● **PROMPT 1**: From the rows below, copy out every line verbatim, beginning at the line that contains "Tag every instance of the forested" and continuing through the final row.
>> Begin TEXT PASSAGE
10 November 2012, 14:31  - Vusi Kweyama

At the “alter of sacrifice,” justice was surrendered in the interest of peace, stability, and illusionary reconciliation.

The day we stop questioning will be the day we live in fear of the unknown; this is good if you don’t want to consider, address, and answer new questions about life. New inventions or technologies are a byproduct of questioning the relevancy of existing technologies and seeking new ways of doing things to improve current conditions.

My question today: To what extent has amnesty eroded the fabric of our criminal justice system?

Amnesty is defined as “a pardon extended by a government to a group or class of persons, usually for a political offense; the act of a sovereign power officially forgiving certain classes of persons who are subject to trial but have not yet been convicted.”

Out of a negotiated settlement, the South African Truth and Reconciliation Commission (TRC) was born from a major compromise for parties striving to make a smooth transition from apartheid to democracy. Many perpetrators from both parties — the liberation movement as well as the apartheid regime — had vested interests in how their inhuman acts would be dealt with in the post-apartheid dispensation.

At the helm of the commission was Archbishop Desmond Tutu, a man of the cloth, who was naturally inclined to forgive wrongs of the past, following well-regarded biblical imperatives. He was given the responsibility of creating a national narrative about reconciliation and forgiveness.

While he delivered on his mandate, he later questioned the extent of justice allegedly performed during much of the TRC process by recently proposing a guilty tax (taxation for apartheid beneficiaries for reparation purposes). He also raised concerns about how the apartheid government did not use the TRC platform to provide formal apologies for gross violations of human rights.

Obviously, this lack of pronouncing apology by the apartheid regime was interpreted by many as a clear lack of remorse, which essentially suggests that (a) the regime did not see anything wrong with their racial segregationist policies or (b) the segregationists did not apologise because apology implies an obvious need for righting past wrongs.

This series of events might have had a negative impact on the public’s conception of what is just, particularly regarding the notion of amnesty.

Here are the documented facts, compliments of the University of Witwatersrand.

South Africa’s TRC is the only truth commission to have been given powers of amnesty. The 1993 Interim Constitution made specific provisions for an amnesty process but did not prescribe details. Indeed, the wording of the Constitution’s preamble was deliberately vague, in effect, leaving it up to a subsequent political process to work out the details.
>> End TEXT PASSAGE
● **PROMPT 2**:
Answer these questions about the passage on amnesty and the Truth and Reconciliation Commission:
(a) Who was at the helm of the commission?
(b) What did Tutu later propose that apartheid beneficiaries should pay?
(c) What power did South Africa's TRC have that no other truth commission has been given?
>> Begin RECORDS FOR THE TASK
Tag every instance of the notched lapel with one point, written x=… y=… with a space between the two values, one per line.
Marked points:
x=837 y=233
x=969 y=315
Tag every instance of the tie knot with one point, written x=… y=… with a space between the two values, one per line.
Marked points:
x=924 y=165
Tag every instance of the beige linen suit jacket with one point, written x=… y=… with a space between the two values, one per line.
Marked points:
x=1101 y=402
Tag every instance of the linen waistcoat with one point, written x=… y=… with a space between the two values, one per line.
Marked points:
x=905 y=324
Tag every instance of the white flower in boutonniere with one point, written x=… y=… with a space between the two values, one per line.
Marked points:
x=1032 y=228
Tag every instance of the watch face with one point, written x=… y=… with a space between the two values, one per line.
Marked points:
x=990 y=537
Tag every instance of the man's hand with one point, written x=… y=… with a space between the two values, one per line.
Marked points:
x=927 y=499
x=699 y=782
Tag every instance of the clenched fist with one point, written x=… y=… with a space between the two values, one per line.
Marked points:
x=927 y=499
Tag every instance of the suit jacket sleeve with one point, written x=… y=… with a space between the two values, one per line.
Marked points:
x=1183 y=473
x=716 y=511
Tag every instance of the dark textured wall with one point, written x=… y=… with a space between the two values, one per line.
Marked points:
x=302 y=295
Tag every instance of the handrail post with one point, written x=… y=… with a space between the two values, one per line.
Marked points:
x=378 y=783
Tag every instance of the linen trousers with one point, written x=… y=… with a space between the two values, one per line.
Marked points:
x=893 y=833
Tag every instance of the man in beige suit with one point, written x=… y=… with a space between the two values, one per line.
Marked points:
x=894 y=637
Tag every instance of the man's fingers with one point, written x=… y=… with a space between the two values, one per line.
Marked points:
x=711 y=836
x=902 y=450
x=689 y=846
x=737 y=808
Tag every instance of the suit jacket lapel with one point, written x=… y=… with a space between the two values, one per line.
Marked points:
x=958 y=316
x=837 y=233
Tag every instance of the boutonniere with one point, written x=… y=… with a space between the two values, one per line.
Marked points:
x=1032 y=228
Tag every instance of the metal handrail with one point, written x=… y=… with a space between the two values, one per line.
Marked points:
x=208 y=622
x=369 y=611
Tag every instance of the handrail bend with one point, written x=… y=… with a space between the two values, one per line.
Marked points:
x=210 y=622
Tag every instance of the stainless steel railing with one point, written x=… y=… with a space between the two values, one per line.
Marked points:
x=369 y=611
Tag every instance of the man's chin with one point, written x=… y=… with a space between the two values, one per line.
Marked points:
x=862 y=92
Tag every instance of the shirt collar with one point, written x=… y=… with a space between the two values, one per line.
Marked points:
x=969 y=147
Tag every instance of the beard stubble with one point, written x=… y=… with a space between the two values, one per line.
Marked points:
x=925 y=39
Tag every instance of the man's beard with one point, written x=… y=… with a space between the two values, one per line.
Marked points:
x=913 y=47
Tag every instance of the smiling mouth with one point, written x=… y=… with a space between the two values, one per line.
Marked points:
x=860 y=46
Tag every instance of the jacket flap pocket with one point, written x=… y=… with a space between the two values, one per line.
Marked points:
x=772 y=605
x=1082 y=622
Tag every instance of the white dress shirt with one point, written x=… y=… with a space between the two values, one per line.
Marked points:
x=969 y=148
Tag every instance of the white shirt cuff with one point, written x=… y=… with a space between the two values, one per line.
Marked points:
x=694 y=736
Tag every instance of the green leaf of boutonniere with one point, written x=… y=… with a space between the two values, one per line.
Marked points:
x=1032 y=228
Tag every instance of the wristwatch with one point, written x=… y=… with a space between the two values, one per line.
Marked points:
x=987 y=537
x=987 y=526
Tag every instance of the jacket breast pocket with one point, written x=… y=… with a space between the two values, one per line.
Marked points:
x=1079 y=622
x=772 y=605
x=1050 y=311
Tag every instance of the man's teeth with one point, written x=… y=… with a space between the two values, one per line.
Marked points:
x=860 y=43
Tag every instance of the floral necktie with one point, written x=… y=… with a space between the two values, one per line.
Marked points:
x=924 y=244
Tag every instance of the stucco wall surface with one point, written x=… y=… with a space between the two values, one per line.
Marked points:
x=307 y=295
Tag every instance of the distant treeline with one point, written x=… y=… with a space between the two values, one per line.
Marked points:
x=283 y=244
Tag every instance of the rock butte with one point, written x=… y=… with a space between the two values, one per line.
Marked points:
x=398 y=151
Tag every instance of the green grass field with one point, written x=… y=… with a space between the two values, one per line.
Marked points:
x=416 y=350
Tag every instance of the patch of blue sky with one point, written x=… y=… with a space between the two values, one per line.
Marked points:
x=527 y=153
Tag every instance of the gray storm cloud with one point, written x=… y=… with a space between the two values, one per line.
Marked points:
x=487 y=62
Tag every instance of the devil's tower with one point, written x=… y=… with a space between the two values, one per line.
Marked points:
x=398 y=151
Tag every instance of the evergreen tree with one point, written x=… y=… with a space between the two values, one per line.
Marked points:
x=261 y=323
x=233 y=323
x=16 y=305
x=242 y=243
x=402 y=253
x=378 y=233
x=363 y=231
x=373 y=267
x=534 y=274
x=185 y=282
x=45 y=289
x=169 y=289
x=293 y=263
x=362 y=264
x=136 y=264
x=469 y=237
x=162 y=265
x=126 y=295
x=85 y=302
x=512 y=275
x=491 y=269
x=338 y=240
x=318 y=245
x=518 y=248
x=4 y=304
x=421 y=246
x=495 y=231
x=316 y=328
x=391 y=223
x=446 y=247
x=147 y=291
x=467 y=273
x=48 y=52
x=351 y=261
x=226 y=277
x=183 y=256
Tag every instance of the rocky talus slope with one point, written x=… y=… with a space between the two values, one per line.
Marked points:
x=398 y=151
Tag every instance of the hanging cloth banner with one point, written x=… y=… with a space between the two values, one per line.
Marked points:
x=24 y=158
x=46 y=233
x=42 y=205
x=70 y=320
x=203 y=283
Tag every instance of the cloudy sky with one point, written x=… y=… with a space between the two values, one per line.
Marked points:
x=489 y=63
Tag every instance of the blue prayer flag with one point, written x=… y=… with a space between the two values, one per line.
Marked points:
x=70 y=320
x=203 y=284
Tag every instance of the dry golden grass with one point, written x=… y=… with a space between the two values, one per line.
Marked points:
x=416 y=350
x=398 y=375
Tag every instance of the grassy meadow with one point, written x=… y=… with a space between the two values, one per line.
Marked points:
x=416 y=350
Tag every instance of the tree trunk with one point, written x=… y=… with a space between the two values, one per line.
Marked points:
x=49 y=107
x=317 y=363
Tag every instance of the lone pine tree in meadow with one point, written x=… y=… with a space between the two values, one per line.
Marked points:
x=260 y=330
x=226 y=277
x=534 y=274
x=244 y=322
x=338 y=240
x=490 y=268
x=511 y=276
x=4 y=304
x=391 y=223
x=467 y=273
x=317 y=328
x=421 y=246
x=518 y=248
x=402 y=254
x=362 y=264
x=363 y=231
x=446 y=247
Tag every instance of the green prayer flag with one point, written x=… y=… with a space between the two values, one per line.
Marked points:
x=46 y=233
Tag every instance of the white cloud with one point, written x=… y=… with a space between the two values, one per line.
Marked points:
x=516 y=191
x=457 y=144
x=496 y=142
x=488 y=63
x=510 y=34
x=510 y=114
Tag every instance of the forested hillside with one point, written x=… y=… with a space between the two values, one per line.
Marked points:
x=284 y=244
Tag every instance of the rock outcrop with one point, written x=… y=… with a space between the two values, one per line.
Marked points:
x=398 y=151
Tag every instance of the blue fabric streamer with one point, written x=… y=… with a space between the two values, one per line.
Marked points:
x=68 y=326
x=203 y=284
>> End RECORDS FOR THE TASK
● **EXERCISE ANSWER 1**:
Tag every instance of the forested hillside with one point, written x=… y=… with a space between the two values, one per line.
Marked points:
x=284 y=244
Tag every instance of the rock outcrop with one point, written x=… y=… with a space between the two values, one per line.
Marked points:
x=398 y=151
Tag every instance of the blue fabric streamer with one point, written x=… y=… with a space between the two values, one per line.
Marked points:
x=68 y=326
x=203 y=284

● **EXERCISE ANSWER 2**:
(a) Archbishop Desmond Tutu.
(b) A guilty tax, meaning taxation of apartheid beneficiaries for reparation purposes.
(c) Powers of amnesty.